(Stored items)

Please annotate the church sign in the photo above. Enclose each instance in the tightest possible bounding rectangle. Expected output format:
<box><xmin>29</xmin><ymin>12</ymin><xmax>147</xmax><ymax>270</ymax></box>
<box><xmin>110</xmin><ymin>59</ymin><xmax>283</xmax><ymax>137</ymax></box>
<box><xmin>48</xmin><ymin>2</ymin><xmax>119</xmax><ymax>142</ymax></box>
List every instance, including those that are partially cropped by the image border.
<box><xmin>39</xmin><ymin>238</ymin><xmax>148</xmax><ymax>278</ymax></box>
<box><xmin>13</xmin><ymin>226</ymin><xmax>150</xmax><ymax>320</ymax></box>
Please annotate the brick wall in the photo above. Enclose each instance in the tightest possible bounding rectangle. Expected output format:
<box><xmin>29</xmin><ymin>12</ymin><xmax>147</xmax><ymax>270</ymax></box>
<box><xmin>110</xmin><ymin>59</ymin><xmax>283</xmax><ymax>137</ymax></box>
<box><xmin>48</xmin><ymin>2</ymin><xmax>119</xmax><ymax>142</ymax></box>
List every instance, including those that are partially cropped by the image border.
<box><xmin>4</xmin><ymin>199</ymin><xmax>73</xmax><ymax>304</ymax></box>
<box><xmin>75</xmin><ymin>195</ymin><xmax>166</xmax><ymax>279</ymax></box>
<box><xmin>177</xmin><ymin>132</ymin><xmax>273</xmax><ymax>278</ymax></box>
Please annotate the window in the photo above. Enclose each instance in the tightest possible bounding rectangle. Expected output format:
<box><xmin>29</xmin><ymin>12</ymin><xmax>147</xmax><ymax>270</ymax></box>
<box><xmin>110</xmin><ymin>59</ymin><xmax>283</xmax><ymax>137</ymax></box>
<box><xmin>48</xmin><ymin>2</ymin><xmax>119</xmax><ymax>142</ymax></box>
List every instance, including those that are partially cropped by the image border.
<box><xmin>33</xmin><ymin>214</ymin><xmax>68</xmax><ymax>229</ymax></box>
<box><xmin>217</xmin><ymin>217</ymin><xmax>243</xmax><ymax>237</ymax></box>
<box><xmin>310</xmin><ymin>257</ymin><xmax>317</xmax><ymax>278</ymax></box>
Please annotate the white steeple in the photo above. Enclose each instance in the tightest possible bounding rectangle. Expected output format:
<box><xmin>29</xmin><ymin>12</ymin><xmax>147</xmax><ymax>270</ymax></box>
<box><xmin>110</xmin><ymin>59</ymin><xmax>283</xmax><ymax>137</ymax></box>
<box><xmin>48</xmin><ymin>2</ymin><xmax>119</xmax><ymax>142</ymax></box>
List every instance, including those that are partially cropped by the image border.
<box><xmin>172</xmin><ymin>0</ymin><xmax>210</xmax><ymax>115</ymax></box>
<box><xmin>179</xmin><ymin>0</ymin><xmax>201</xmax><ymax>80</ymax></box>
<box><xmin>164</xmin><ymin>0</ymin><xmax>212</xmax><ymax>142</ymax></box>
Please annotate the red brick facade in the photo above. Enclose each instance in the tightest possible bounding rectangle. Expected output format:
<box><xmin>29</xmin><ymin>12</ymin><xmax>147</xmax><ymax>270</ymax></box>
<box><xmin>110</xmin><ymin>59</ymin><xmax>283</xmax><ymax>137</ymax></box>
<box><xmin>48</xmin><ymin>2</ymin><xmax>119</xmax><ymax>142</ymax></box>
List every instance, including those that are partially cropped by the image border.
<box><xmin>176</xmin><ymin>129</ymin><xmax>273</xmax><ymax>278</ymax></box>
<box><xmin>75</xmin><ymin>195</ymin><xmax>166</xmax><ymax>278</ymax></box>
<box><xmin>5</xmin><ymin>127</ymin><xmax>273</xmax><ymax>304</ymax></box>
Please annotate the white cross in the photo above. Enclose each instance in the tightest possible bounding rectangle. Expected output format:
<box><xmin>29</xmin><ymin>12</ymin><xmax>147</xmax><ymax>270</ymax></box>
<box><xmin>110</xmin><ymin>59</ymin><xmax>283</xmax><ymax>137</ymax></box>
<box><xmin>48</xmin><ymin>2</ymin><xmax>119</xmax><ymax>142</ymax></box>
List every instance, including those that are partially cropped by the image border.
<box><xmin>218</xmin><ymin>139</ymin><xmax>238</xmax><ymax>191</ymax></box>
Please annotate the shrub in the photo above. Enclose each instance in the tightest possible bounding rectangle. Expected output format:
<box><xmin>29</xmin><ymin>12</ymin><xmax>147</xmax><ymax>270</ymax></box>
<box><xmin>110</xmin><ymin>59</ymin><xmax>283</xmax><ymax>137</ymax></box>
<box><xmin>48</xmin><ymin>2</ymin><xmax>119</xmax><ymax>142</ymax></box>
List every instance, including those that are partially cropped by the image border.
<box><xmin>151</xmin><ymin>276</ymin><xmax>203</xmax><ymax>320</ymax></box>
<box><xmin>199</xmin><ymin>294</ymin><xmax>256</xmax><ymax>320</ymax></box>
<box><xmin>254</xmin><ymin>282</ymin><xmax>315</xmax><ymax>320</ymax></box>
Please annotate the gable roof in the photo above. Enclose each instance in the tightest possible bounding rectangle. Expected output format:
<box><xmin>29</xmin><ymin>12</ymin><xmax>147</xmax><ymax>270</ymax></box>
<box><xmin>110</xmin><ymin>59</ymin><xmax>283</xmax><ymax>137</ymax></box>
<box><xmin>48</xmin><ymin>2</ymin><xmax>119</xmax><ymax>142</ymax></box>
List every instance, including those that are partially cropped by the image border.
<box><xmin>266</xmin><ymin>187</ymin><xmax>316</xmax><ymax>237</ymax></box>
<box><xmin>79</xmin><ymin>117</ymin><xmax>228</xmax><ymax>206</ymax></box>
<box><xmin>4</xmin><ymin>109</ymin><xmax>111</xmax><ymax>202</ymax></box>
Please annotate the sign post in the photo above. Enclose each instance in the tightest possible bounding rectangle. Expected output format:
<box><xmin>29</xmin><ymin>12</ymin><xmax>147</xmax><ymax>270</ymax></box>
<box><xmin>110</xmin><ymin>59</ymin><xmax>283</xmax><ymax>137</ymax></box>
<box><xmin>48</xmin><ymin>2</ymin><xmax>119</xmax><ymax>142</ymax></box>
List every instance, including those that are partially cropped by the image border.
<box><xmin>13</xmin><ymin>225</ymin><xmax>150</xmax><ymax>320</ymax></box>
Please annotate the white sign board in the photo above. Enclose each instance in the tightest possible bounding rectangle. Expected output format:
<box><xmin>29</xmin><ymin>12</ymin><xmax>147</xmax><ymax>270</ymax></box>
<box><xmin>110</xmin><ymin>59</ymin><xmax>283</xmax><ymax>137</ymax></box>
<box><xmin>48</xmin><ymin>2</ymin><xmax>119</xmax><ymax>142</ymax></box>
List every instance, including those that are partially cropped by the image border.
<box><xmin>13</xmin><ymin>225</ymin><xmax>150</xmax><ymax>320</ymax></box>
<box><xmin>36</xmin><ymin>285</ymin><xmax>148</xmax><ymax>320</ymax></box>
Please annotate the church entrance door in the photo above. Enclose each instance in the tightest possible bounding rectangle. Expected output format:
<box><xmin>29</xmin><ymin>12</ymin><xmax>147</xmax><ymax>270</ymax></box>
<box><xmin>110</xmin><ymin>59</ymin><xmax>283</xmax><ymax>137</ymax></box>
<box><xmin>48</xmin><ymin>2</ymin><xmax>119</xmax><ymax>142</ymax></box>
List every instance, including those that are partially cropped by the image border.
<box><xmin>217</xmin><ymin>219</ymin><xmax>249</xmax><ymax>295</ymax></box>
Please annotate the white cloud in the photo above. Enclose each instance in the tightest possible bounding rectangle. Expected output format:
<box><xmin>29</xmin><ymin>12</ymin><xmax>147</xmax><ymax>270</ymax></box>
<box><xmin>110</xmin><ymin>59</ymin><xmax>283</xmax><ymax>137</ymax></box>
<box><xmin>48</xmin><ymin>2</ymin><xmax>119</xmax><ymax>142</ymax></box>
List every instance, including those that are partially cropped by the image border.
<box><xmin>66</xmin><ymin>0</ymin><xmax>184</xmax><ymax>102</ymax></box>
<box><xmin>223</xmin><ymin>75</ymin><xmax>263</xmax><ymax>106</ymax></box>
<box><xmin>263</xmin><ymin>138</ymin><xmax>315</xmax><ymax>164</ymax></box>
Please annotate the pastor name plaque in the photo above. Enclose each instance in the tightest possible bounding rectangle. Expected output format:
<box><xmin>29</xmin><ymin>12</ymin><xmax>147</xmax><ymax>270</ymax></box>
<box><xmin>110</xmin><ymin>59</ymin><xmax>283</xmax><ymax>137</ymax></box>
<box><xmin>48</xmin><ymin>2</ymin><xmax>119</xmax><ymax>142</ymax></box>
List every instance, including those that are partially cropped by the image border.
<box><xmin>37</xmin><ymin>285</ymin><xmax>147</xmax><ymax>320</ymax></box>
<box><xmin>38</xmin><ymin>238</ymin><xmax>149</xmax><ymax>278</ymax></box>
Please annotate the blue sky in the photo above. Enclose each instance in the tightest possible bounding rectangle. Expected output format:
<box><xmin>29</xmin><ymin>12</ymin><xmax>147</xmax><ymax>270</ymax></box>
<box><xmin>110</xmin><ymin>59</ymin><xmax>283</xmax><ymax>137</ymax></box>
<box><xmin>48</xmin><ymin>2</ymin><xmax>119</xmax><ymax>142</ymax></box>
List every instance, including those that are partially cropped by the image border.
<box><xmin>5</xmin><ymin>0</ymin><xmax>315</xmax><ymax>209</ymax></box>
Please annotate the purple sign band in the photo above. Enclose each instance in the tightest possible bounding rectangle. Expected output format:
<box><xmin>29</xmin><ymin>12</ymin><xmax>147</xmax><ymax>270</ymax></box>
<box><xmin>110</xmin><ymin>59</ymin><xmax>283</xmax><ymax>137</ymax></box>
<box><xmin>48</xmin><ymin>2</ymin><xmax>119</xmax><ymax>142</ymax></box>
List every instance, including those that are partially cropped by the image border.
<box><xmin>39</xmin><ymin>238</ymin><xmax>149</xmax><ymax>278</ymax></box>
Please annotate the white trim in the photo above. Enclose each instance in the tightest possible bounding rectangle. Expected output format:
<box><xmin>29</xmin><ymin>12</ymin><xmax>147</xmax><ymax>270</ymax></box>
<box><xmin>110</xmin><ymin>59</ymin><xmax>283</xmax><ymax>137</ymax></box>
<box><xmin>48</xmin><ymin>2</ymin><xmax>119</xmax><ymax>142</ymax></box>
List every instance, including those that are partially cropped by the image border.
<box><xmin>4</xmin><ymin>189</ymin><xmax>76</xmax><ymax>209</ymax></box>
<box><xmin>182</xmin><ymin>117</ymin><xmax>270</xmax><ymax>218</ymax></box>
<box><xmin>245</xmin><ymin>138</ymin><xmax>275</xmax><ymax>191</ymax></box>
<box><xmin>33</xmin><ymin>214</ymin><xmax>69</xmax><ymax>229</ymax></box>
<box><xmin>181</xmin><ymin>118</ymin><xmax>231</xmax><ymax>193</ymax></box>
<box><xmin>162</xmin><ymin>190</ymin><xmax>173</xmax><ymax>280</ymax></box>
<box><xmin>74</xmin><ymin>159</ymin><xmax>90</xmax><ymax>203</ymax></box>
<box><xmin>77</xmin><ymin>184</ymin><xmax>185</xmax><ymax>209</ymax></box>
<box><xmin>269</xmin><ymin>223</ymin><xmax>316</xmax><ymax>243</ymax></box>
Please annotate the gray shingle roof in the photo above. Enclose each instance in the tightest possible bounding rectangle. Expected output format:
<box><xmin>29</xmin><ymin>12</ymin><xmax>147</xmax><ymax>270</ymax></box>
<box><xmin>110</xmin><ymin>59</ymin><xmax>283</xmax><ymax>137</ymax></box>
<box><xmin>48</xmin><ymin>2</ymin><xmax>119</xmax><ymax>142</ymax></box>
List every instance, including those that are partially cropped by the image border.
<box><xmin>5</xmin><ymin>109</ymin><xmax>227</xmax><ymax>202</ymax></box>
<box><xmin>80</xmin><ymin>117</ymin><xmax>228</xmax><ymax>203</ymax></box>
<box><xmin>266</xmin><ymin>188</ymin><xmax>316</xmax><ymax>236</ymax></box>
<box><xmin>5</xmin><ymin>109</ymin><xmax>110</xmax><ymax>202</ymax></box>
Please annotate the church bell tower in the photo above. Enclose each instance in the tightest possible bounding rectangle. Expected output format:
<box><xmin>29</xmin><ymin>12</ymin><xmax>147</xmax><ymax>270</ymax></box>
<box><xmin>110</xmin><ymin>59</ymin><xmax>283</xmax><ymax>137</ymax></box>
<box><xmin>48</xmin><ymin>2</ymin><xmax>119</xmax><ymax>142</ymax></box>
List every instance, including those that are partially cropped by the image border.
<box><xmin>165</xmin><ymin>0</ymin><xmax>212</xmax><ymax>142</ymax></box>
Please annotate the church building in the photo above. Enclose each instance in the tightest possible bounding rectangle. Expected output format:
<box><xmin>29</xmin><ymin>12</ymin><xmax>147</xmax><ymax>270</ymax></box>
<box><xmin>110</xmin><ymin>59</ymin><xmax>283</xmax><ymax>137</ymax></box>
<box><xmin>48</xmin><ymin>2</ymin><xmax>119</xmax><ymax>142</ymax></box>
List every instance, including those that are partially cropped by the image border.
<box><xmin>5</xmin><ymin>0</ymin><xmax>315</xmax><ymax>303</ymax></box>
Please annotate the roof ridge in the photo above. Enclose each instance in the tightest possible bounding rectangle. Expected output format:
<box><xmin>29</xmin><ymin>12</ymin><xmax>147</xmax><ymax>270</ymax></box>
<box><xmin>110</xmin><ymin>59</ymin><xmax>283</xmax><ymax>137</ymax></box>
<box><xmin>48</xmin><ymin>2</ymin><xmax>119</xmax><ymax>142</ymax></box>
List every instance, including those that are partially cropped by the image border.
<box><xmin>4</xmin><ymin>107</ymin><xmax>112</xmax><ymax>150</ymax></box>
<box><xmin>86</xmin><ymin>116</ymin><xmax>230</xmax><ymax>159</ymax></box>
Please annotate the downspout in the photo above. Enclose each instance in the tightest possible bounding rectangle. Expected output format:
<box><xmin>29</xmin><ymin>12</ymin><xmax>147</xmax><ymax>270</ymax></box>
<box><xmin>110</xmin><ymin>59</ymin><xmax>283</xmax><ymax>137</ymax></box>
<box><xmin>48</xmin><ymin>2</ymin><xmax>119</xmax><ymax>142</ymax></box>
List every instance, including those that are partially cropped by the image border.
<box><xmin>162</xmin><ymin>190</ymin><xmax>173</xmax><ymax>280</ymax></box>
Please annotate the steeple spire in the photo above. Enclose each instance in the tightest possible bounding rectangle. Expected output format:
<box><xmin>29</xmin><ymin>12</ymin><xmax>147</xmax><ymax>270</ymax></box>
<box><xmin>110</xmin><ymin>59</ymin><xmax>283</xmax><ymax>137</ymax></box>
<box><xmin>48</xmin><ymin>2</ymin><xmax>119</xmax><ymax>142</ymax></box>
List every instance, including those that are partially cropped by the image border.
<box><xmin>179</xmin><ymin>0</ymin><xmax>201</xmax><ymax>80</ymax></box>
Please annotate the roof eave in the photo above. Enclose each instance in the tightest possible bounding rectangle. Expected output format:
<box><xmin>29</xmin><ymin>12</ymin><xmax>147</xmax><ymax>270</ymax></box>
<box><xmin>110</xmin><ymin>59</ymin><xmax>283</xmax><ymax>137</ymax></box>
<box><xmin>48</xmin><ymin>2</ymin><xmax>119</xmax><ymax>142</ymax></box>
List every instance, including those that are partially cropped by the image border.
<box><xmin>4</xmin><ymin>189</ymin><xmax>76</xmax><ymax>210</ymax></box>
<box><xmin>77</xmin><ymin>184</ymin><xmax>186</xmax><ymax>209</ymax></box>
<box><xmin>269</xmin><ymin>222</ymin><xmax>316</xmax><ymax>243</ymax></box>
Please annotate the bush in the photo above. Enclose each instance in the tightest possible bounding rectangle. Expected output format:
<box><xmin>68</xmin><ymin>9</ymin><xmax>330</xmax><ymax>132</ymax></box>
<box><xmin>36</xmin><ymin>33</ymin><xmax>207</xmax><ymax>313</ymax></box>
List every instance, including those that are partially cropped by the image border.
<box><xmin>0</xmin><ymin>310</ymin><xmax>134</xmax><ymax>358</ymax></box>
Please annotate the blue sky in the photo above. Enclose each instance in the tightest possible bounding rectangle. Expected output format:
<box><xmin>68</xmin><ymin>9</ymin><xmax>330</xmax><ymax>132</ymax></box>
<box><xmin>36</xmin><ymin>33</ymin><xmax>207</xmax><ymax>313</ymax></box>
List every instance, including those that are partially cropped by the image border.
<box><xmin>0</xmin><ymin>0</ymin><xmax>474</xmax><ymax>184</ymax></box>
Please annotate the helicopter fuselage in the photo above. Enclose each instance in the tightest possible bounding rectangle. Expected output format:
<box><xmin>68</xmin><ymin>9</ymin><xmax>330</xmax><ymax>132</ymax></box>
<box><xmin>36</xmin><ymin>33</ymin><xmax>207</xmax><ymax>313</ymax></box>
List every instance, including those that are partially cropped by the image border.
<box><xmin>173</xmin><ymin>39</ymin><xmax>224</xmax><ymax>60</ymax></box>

## WHAT THE EXERCISE ASKS:
Count the lines in the entries above that contain the string "steeple", matching case exactly. Give only the number.

## SOLUTION TO THE EXERCISE:
2